__TASK PROMPT__
In the data below, retype exactly the line that contains "Objective — a point for each instance of the lead-covered" and every line after it, through the last.

__EXTRACTED RECORDS__
+ + +

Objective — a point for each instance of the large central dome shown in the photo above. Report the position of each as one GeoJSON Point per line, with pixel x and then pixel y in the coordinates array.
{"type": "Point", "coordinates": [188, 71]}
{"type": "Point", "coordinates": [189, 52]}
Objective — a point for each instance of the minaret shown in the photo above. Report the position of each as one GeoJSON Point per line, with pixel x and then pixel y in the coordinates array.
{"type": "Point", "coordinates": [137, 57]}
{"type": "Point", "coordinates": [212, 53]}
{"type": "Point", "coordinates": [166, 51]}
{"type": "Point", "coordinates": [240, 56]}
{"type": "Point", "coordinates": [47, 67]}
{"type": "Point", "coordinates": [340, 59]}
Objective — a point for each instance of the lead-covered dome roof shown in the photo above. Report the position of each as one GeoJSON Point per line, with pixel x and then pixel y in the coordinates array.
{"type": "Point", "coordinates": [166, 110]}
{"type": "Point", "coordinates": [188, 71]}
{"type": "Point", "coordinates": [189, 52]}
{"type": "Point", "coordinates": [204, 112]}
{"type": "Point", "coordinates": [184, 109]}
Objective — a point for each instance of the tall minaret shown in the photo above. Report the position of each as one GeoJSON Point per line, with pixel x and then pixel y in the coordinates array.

+ + +

__ANSWER BOX__
Objective — a point for each instance of the lead-covered dome roof shown in the photo above. Report the position of each as one GeoJSON Point per line, with pixel x and then pixel y in the coordinates array.
{"type": "Point", "coordinates": [166, 110]}
{"type": "Point", "coordinates": [188, 71]}
{"type": "Point", "coordinates": [189, 52]}
{"type": "Point", "coordinates": [204, 112]}
{"type": "Point", "coordinates": [184, 109]}
Objective — a point for each instance of the tall minaret shown in the photo above. Report the position of each as one GeoJSON Point per line, with pixel x and then pixel y in the coordinates array.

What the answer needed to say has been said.